:: Source material
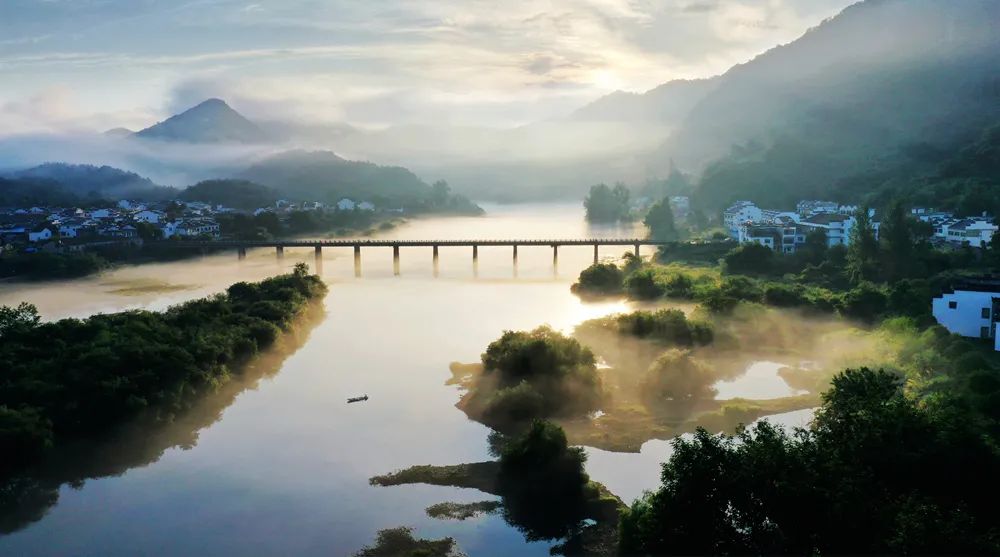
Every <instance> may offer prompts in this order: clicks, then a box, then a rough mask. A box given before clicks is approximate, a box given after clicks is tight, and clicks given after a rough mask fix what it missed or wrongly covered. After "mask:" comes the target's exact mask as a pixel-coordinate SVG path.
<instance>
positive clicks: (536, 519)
mask: <svg viewBox="0 0 1000 557" xmlns="http://www.w3.org/2000/svg"><path fill="white" fill-rule="evenodd" d="M499 453H500V454H499V456H500V472H499V474H498V477H497V481H498V487H499V489H500V493H501V495H502V496H503V503H504V515H505V518H506V520H507V521H508V522H509V523H510V524H512V525H514V526H516V527H518V528H519V529H520V530H521V531H522V532H524V533H525V535H526V537H528V539H529V540H540V539H556V538H563V537H566V536H567V535H569V534H570V533H571V532H572V531H573V529H574V527H575V526H576V525H577V524H578V523H579V522H580V521H582V520H583V519H584V517H585V516H586V512H587V499H589V498H591V497H593V494H592V493H590V492H591V491H592V489H591V488H590V485H589V484H590V478H589V477H588V476H587V473H586V472H585V471H584V464H585V463H586V461H587V454H586V453H585V452H584V450H583V449H582V448H580V447H570V446H569V444H568V442H567V441H566V434H565V432H563V430H562V428H560V427H559V426H557V425H555V424H553V423H550V422H546V421H535V422H533V423H532V424H531V427H529V428H528V430H527V431H526V432H525V433H523V434H522V435H519V436H517V437H515V438H514V439H511V440H509V441H507V442H506V443H504V445H503V446H502V448H500V451H499Z"/></svg>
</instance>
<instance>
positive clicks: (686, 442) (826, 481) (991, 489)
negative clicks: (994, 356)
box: [620, 369, 1000, 555]
mask: <svg viewBox="0 0 1000 557" xmlns="http://www.w3.org/2000/svg"><path fill="white" fill-rule="evenodd" d="M966 408H967V406H966V404H964V403H963V402H962V401H960V400H955V399H954V397H951V398H949V397H944V398H939V399H934V400H933V401H932V402H930V403H926V404H921V403H919V402H918V401H916V400H914V399H913V398H911V397H908V396H906V395H905V394H904V393H903V391H902V389H901V382H900V380H899V378H898V377H897V376H895V375H893V374H890V373H887V372H884V371H872V370H869V369H860V370H848V371H846V372H844V373H843V374H841V375H839V376H837V377H836V378H835V379H834V381H833V387H832V389H831V390H830V391H829V392H828V393H826V394H825V395H824V397H823V406H822V408H821V409H820V411H819V412H818V414H817V417H816V420H815V422H814V423H813V425H812V426H811V427H810V428H809V429H808V430H797V431H796V432H794V434H792V435H789V434H786V433H785V432H783V431H782V430H781V429H779V428H776V427H775V426H772V425H770V424H768V423H766V422H762V423H759V424H758V425H756V426H755V427H754V428H752V429H748V430H745V431H742V432H741V433H739V434H738V435H737V436H736V437H727V436H712V435H709V434H708V433H707V432H706V431H704V430H699V432H698V433H697V434H696V435H695V436H694V438H692V439H684V438H678V439H676V440H675V441H674V452H673V454H672V455H671V458H670V460H669V461H668V462H667V463H666V464H664V467H663V474H662V481H663V485H662V487H661V488H660V489H659V490H657V491H656V492H655V493H652V494H648V495H647V496H645V497H643V498H641V499H639V500H637V501H636V502H635V503H634V504H633V505H632V508H631V509H630V510H629V511H628V512H627V513H625V514H624V516H623V517H622V523H621V531H620V536H621V550H622V552H623V553H625V554H648V555H665V554H707V553H711V554H751V553H752V554H769V553H794V554H805V553H823V554H827V553H832V554H837V553H952V554H953V553H984V552H985V553H995V552H996V551H998V550H1000V531H998V528H997V523H996V520H995V513H994V509H993V507H994V504H995V501H996V498H997V497H998V496H1000V481H998V480H997V478H996V475H995V473H994V472H993V471H995V470H996V469H997V467H998V466H1000V454H998V452H997V448H996V444H995V438H993V439H992V440H991V439H990V438H989V437H988V435H987V434H986V431H985V430H984V428H983V427H982V426H981V425H980V421H979V420H977V419H976V415H975V414H974V413H969V412H968V410H966ZM928 474H931V477H929V476H928Z"/></svg>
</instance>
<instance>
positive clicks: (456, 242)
mask: <svg viewBox="0 0 1000 557" xmlns="http://www.w3.org/2000/svg"><path fill="white" fill-rule="evenodd" d="M671 243H672V242H660V241H656V240H646V239H639V238H575V239H520V240H519V239H507V240H485V239H483V240H378V239H357V240H271V241H261V242H257V241H240V240H212V241H172V242H171V243H170V245H173V246H177V247H234V248H257V247H263V248H267V247H272V248H273V247H286V248H294V247H354V246H361V247H433V246H469V247H472V246H549V247H555V246H635V245H640V246H665V245H668V244H671Z"/></svg>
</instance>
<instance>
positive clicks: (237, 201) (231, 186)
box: [178, 180, 281, 211]
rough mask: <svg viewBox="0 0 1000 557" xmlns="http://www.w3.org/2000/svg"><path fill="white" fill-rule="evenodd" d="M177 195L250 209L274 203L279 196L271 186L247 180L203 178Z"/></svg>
mask: <svg viewBox="0 0 1000 557" xmlns="http://www.w3.org/2000/svg"><path fill="white" fill-rule="evenodd" d="M178 197H179V199H183V200H185V201H204V202H207V203H212V204H218V205H225V206H226V207H233V208H235V209H243V210H245V211H252V210H254V209H257V208H258V207H268V206H272V205H274V203H275V202H276V201H277V200H278V199H279V198H280V197H281V196H280V195H279V194H278V192H277V191H275V190H274V189H273V188H269V187H267V186H262V185H260V184H255V183H254V182H250V181H247V180H204V181H202V182H198V183H197V184H195V185H193V186H190V187H188V188H186V189H185V190H184V191H182V192H181V194H180V196H178Z"/></svg>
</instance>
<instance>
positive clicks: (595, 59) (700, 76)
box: [0, 0, 852, 129]
mask: <svg viewBox="0 0 1000 557" xmlns="http://www.w3.org/2000/svg"><path fill="white" fill-rule="evenodd" d="M5 2H10V4H6V5H5V7H0V19H2V18H3V17H4V16H7V19H8V21H10V22H11V23H10V24H8V25H7V26H6V27H5V28H4V29H5V33H6V32H7V30H8V29H9V30H10V32H9V33H6V36H5V37H4V39H3V43H0V44H3V45H4V48H3V49H2V50H0V71H2V72H3V74H4V80H5V91H3V92H2V93H0V95H3V96H4V97H5V98H6V99H7V103H8V107H7V108H6V109H4V111H5V112H6V113H7V114H6V115H5V116H0V118H4V120H5V121H11V120H14V119H15V116H14V115H12V114H11V111H15V112H17V111H21V110H23V112H24V113H23V114H21V115H19V116H16V118H17V119H18V120H19V121H18V122H17V126H16V127H17V128H31V127H35V126H34V124H38V125H37V127H39V128H42V129H54V128H55V127H58V126H60V125H64V126H77V125H81V124H82V123H84V122H85V118H83V115H84V113H90V114H94V115H102V114H103V115H105V116H106V115H110V114H115V113H118V112H120V111H122V110H125V111H126V112H127V113H145V114H147V115H149V116H151V117H152V118H153V119H156V118H162V117H165V116H167V115H168V114H169V113H170V112H171V111H174V110H176V109H178V108H180V107H182V106H187V105H190V104H193V103H194V102H196V101H197V100H198V99H196V95H199V94H201V93H205V92H209V91H215V93H214V95H213V96H224V97H225V98H227V99H233V100H234V104H238V105H239V106H241V107H245V109H246V110H248V111H250V112H259V113H260V114H262V115H266V116H268V115H272V114H273V115H290V116H291V117H295V118H300V119H308V118H319V119H321V120H334V119H338V118H345V119H347V120H348V121H349V122H351V123H355V124H360V125H385V124H386V123H388V122H390V121H391V118H400V119H401V120H400V122H402V123H420V122H430V121H440V119H441V118H445V119H446V120H447V121H453V122H456V123H462V124H472V123H479V124H486V125H507V126H515V125H518V124H521V123H524V122H526V121H528V120H529V119H532V118H546V117H549V116H552V114H543V113H542V111H544V110H553V109H554V110H556V111H557V112H560V111H561V112H566V111H568V110H570V109H572V108H574V107H576V106H579V105H581V104H584V103H585V102H587V101H589V100H592V99H594V98H596V97H598V96H600V95H602V94H605V93H608V92H611V91H612V90H614V89H618V88H624V89H628V90H633V91H642V90H646V89H650V88H652V87H655V86H656V85H658V84H660V83H663V82H665V81H668V80H670V79H675V78H694V77H704V76H708V75H714V74H717V73H720V72H722V71H724V70H726V69H727V68H728V67H730V66H732V65H733V64H736V63H739V62H743V61H745V60H747V59H749V58H750V57H752V56H754V55H756V54H758V53H760V52H761V51H763V50H765V49H767V48H769V47H771V46H774V45H775V44H778V43H781V42H787V41H789V40H792V39H794V38H795V37H796V36H798V35H800V34H801V33H802V32H804V31H805V30H806V29H807V28H808V27H809V26H811V25H815V24H816V23H818V22H819V21H820V20H821V19H823V18H825V17H828V16H830V15H833V14H834V13H835V12H836V11H837V10H839V9H841V8H843V7H844V6H846V5H847V4H849V3H851V2H852V0H546V1H545V2H537V1H535V0H507V1H505V2H503V3H497V2H495V1H487V0H423V1H421V2H410V1H405V0H379V1H370V2H355V1H353V0H254V1H252V2H248V1H247V0H178V1H177V2H170V3H164V2H134V1H132V0H79V1H75V2H57V3H54V4H52V3H49V4H45V5H43V4H41V3H38V2H34V1H31V0H5ZM112 30H113V31H114V32H113V33H112V32H111V31H112ZM53 86H61V87H67V88H69V89H71V90H73V91H75V92H78V93H79V95H78V97H77V98H76V99H75V101H74V102H76V103H77V105H76V106H75V107H74V108H73V109H72V110H73V111H74V116H73V117H66V118H55V117H50V116H46V115H45V114H42V113H40V112H38V111H37V110H35V109H34V108H32V106H33V103H35V102H36V101H32V100H31V99H33V98H35V97H36V96H38V95H43V96H44V95H46V94H48V93H46V91H49V90H50V89H51V88H52V87H53ZM109 92H110V93H111V94H109ZM122 99H132V100H131V101H130V102H131V104H130V105H128V104H126V105H123V103H122ZM46 102H50V103H51V102H53V101H52V99H48V101H46ZM11 103H14V104H11ZM25 103H27V104H25ZM448 103H450V105H449V104H448ZM43 104H44V103H43ZM145 107H155V110H150V109H148V108H145ZM449 107H450V108H451V109H452V110H449ZM15 109H16V110H15ZM25 114H27V116H26V115H25ZM36 120H37V122H35V121H36ZM99 120H100V119H99Z"/></svg>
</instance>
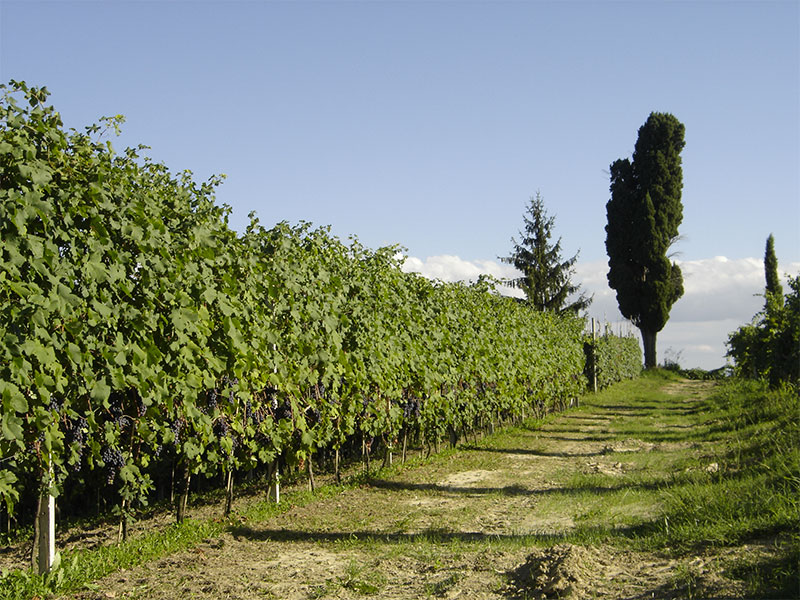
::::
| Prompt |
Retype the lines above from the start through the line containing "positive clicks: (536, 519)", both included, and leave the pictures out.

| Task answer |
Every <instance> may offer prompts in this order: clicks, then a box, then a rough mask. A box given before clicks is approximate, a box given after clicks is tight, and clicks given after a rough mask fix what it missed or wrongly covered. After "mask:" comes the target's exact mask as a pixel-coordinate SVG path.
<instance>
positive clicks: (536, 519)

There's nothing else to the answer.